### THINGS TO DO
1. Reproduce the office action text from "Claim Rejections - 35" up to and including "an abstract idea?".
2. According to the office action, which claims are currently pending and under examination?

[[ EXTRACTED TEXT, beginning ]]

Notice of Pre-AIA or AIA Status
The present application, filed on or after March 16, 2013, is being examined under the first inventor to file provisions of the AIA .
DETAILED ACTION
This application has a foreign priority application EP22305568.2, filed April 15, 2022. Applicant’s amendment filed April 20, 2026 is acknowledged. Claims 1-6 and 12-13 are canceled, and claims 7-8 and 11 are amended. Currently claims 7-11 and 14-16 are pending and under examination.
Claim Objections
Claims 8 and 11 are objected to because of redundant/convoluted claim language:
Claim 8, lines 10-15, can be changed to “f) applying the candidate cosmetic compound to the the at least one protein selected from extended synaptotagmin-3 (ESYT3) and Ubiquinin-carboxyl terminal hydrolase 7 (USP7), thereby hydrating the skin sample.
Claim 11, lines 6-21, can be changed to “: c) determiningfor ESYT3 and/or USP7the ESYT3 and/or USP7 protein(s) in a control population based on a skin classification
d) determining a moisture content of said skin sample as: dryer than that of the control population when the expression level of said at least one protein measured at step b) is higher than said reference value; or more moisturized than that of the control population when the expression level of said at least one protein measured at step b) is lower than said reference value; and e) treating the skin of said subject based on the moisture content determined at step d) as having a moisture content dryer than that of the control population with a cosmetic compound that decreases expression level of ESYT3 and/or USP7 , thereby hydrating the skin of a subject in need thereof.
Appropriate correction is required.
Claim Rejections - 35 USC § 101
35 U.S.C. 101 reads as follows:
Whoever invents or discovers any new and useful process, machine, manufacture, or composition of matter, or any new and useful improvement thereof, may obtain a patent therefor, subject to the conditions and requirements of this title.
Claims 7-11 and 14-16 are rejected under 35 U.S.C. 101 because the claimed invention is directed to an abstract idea or mental process without significantly more.
The Supreme Court has required analysis based on a 3-part test for subject
matter eligibility.
- Step 1: Is the claim to a process, machine, manufacture, or composition of
matter?
- Step 2A (The Judicial Exceptions): Prong 1: Is the claim directed to a law of nature, a natural phenomenon (product of nature), or an abstract idea?
-Step 2A (The Judicial Exceptions): Prong 2: Does the claim recite additional elements that integrate the judicial exception into a practical application?
- Step 2B: Does the claim recite additional elements that amount to significantly
more than the judicial exception?
Claims 7-11 and 14-16 recite a process of measuring protein biomarkers and correlating the level of the biomarker proteins with moisture content of skin, and administering a cosmetic treatment for hydrating skin. Claims 7, 11, and 14-16 recite a method for hydrating the skin based on this correlation. Claim 8 recites a method for screening the effectiveness of candidate cosmetic compounds based on this correlation. Thus the claims are drawn to a process which is a statutory category of invention (Step 1: Yes).

[[ EXTRACTED TEXT, end ]]
[[ DATASET CONTENT, beginning ]]

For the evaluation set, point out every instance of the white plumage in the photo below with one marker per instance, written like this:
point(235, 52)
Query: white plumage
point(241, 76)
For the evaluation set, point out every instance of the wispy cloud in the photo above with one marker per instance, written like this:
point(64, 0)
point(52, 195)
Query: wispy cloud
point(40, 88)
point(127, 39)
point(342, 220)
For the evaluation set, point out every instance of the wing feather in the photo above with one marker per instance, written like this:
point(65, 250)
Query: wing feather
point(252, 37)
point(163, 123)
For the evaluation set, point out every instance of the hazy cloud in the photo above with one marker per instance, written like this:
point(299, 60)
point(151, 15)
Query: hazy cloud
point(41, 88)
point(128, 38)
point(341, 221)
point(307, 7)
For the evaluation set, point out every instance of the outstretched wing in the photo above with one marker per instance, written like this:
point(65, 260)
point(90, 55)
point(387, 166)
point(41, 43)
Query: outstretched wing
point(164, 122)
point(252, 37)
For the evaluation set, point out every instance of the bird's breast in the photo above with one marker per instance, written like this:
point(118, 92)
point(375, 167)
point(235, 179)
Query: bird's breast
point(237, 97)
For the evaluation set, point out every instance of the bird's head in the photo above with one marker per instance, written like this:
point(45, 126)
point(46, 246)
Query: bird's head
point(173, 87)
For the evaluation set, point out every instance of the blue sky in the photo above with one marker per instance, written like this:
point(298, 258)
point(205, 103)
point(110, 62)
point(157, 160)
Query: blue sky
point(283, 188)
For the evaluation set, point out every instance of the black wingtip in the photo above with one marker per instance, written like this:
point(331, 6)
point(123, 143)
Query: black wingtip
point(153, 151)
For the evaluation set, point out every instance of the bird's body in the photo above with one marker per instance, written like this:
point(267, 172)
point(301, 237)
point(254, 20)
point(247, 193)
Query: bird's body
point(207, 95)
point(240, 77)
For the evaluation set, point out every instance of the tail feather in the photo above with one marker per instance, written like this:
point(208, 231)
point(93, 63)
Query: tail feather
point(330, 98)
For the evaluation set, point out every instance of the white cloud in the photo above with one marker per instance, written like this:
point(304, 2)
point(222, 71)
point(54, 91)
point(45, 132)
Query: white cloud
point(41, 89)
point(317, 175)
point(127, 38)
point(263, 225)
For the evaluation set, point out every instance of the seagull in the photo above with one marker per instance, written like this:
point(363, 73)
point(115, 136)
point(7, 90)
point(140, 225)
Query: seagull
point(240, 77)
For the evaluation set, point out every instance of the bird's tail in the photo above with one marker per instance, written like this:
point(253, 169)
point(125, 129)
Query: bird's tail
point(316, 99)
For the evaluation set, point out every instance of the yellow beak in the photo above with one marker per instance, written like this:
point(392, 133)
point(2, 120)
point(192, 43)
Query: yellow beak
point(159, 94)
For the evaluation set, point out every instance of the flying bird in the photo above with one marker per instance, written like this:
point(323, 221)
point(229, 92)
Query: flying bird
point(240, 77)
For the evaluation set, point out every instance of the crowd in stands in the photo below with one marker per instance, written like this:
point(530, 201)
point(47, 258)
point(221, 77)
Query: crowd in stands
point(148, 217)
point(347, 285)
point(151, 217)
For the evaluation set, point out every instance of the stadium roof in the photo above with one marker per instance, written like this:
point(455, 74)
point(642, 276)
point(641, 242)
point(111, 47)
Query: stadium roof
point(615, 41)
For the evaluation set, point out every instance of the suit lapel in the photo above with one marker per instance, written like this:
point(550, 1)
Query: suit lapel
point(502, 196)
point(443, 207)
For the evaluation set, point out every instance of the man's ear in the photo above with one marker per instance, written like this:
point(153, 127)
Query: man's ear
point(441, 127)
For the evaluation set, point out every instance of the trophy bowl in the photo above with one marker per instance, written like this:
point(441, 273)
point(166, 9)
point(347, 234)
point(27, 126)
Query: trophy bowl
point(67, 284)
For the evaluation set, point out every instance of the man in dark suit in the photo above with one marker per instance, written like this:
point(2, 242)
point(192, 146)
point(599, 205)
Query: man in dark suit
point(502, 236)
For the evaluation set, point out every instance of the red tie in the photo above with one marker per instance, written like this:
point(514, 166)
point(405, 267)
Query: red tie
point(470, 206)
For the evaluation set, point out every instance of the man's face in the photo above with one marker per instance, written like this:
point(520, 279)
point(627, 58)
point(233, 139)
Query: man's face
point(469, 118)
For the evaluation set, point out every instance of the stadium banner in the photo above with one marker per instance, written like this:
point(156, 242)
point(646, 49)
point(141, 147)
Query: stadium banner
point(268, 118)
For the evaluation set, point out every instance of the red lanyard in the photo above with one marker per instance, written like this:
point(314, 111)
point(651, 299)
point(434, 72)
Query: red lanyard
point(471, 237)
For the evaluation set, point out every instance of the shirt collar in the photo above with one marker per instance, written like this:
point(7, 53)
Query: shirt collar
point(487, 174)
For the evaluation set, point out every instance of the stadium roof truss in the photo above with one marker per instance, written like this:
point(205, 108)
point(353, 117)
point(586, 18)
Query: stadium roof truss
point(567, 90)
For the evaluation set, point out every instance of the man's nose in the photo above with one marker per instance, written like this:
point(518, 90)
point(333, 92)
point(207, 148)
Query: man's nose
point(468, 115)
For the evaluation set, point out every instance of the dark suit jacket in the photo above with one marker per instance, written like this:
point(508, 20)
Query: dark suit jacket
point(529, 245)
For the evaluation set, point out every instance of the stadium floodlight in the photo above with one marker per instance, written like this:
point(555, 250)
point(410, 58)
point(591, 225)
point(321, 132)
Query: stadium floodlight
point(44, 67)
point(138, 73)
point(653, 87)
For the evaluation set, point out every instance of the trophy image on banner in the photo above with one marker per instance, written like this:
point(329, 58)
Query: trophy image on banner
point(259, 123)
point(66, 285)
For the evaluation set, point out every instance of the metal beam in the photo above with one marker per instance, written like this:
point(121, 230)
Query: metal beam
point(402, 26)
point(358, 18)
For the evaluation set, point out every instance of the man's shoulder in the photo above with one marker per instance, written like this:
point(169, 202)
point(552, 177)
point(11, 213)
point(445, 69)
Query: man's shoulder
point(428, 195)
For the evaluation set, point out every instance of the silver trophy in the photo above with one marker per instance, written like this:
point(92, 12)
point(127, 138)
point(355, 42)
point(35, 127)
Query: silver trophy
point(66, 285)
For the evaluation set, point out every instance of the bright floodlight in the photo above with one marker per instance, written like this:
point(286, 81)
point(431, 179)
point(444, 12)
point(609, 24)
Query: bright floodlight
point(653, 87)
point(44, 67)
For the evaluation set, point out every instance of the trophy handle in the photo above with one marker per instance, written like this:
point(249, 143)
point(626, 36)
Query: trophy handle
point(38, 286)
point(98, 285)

[[ DATASET CONTENT, end ]]

### SOLUTION SET
1.
Claim Rejections - 35 USC § 101
35 U.S.C. 101 reads as follows:
Whoever invents or discovers any new and useful process, machine, manufacture, or composition of matter, or any new and useful improvement thereof, may obtain a patent therefor, subject to the conditions and requirements of this title.
Claims 7-11 and 14-16 are rejected under 35 U.S.C. 101 because the claimed invention is directed to an abstract idea or mental process without significantly more.
The Supreme Court has required analysis based on a 3-part test for subject
matter eligibility.
- Step 1: Is the claim to a process, machine, manufacture, or composition of
matter?
- Step 2A (The Judicial Exceptions): Prong 1: Is the claim directed to a law of nature, a natural phenomenon (product of nature), or an abstract idea?

2. Claims 7-11 and 14-16.